- **Source document**:
# BFK Sting Ray



## dean724 (Nov 7, 2014)

Just had a black BFK sting ray given to me......its got the dreaded chinese chrome probs.....but is all there.........what ya'll think....fix and restore.....part out and forget or just do a low buck fix up and sell it as is?


----------



## Freqman1 (Nov 7, 2014)

Bring it to MLC next Spring and we'll sacrifice it in the bonfire! Seriously I'd not waste any time (or money) on it and try to sell as is. V/r Shawn


----------



## pedal4416 (Nov 7, 2014)

I added original stingray parts to one of mine and made it really nice (was fresh out the box too) and I couldn't even give it away at copake. They make great bar hop bikes!


----------



## Jeff54 (Nov 7, 2014)

dean724 said:


> Just had a black BFK sting ray given to me......its got the dreaded chinese chrome probs.....but is all there.........what ya'll think....fix and restore.....part out and forget or just do a low buck fix up and sell it as is?

- **Exercise requirements**:
1) Tally the lines in the entries below that contain the string "query", treating uppercase and lowercase letters as different. Reply with the number alone.
2) Extend the forum thread about the BFK Sting Ray, picking up right after its final line.

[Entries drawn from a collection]
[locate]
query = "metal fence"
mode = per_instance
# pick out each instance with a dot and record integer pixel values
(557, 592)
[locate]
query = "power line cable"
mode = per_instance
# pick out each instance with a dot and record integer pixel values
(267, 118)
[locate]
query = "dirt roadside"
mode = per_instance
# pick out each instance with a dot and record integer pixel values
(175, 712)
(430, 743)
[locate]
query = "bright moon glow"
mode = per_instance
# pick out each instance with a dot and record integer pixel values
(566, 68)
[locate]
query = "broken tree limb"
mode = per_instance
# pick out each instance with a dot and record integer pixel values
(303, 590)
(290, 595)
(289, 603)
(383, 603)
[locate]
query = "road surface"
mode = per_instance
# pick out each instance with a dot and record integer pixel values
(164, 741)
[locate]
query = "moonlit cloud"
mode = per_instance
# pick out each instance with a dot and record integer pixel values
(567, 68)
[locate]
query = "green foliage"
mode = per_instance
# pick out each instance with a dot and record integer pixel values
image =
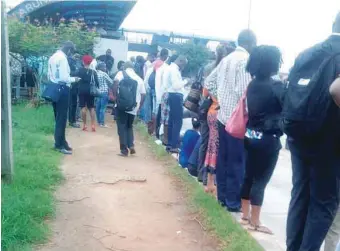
(197, 54)
(43, 40)
(28, 201)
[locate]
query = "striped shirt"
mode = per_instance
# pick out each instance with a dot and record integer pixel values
(104, 82)
(231, 80)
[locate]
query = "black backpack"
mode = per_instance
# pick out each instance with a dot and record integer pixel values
(306, 107)
(152, 80)
(126, 95)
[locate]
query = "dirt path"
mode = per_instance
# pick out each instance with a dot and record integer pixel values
(120, 204)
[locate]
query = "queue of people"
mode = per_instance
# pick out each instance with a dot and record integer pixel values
(244, 111)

- **Results of the exercise**:
1) 12

2)
There were two Black Friday's on my local Craig's list, the pair for 50 bucks. the guy clamed he'd had them for over 6-7 years and were as is, total rust buckets!. Of course I double checked his answer, "6-7 years are you sure? ", because he said they'd been stored inside and had all that rust the day he got them.. It sounded true, and dam, what crap it was!.. Operational, the day before I looked at em his boy painted one. Used the good tires and tubes of the two, and actually for 20-25 bucks, a working bike, totally house panted, wasn't too bad of a price.. 
FOR SOMEBODLY ELSE!.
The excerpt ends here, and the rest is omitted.